• **Set task**
Continue the piece about writer Vanessa Martir from its final sentence onward.

She dropped the photo onto the washing machine like it was suddenly scalding her fingertips. She walked to the stove and checked the flame, like she hadn't just lowered the rice and checked on the chicken in the oven.

The little girl in the light-blue shorts set is the young Vanessa. The photograph, from Meryl Meisler's exhibit "Bushwick in the '80s," combined with Martir's narrative, speaks volumes about place, gender, extended family, where we come from (in the deepest sense), concepts of home, belonging, and ownership. And while the old man in the window has real presence, a piercing stare, and is even elevated above the others in the photograph by being up in the apartment, while they are at street-level, Valentín's got nothing on Vanessa Martir. Clearly, Martir owns this story. With one book published (a novel) and another in progress (a memoir), Vanessa Martir is poised for flight.

I was fortunate to wrangle this quick conversation with Martir, who was busy throwing a birthday party for her 10-year-old daughter, writing her next blog post, and writing her memoir.

• **Data provided**

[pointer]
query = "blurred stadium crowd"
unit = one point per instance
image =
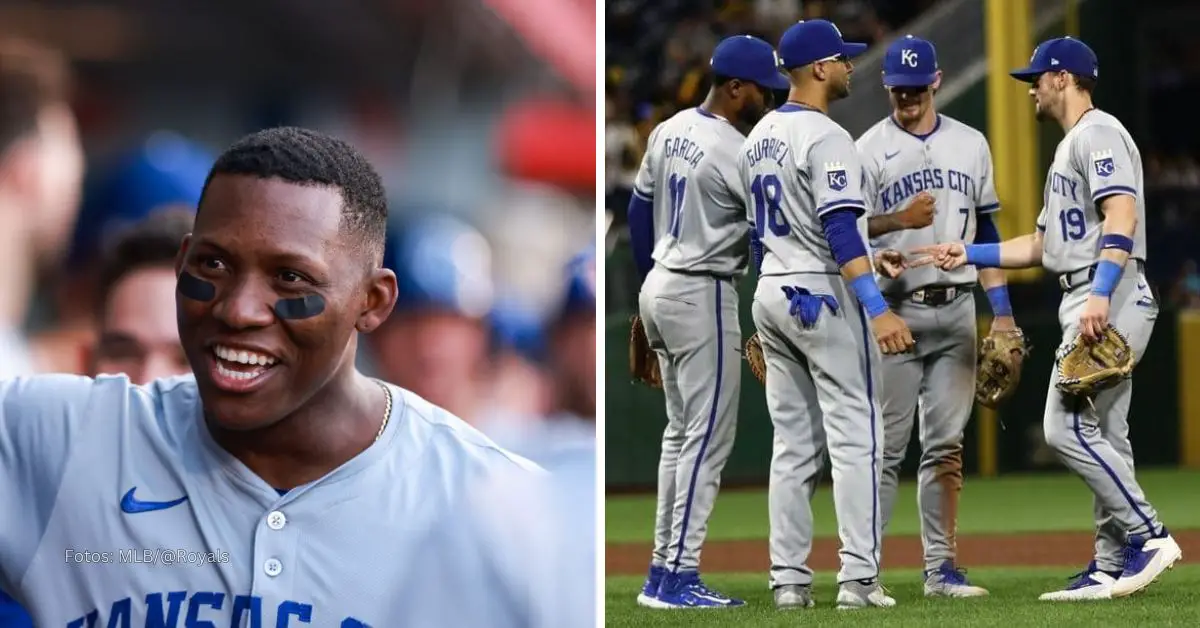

• **Reply**
Bishop: You mention a scholarship program called ABC, which is how you were able to attend a boarding school starting at age 13. While this facilitated your education and likely contributed to the successful writer you are today, you also talk about the downside of ABC -- of being one of a small group of girls of color in an otherwise white school. Ultimately, was it a good thing for you, and would you recommend ABC to other young women of color -- your own daughter, for instance? Why or why not?

Martir: A Better Chance Program (ABC) gives inner-city students of color who excel the opportunity to attend top-notch public and private schools across the country. That's how I ended up a student in Wellesley, Massachusetts, at 13. I went from Bushwick, Brooklyn, when it was a pile of rubble to wealthy, white America, a world I did not know or understand. There were no support systems in place, so I had to wing it and endure the countless microaggressions like being called "Rosie" because the only context they had of a Latina was Rosie Perez in Do the Right Thing. I survived largely because I self-isolated and buried myself in books, which later facilitated my becoming a writer. Though it was incredibly difficult, it remains one of the defining experiences of my life. So, yes, I would recommend the program to women of color and even to my daughter.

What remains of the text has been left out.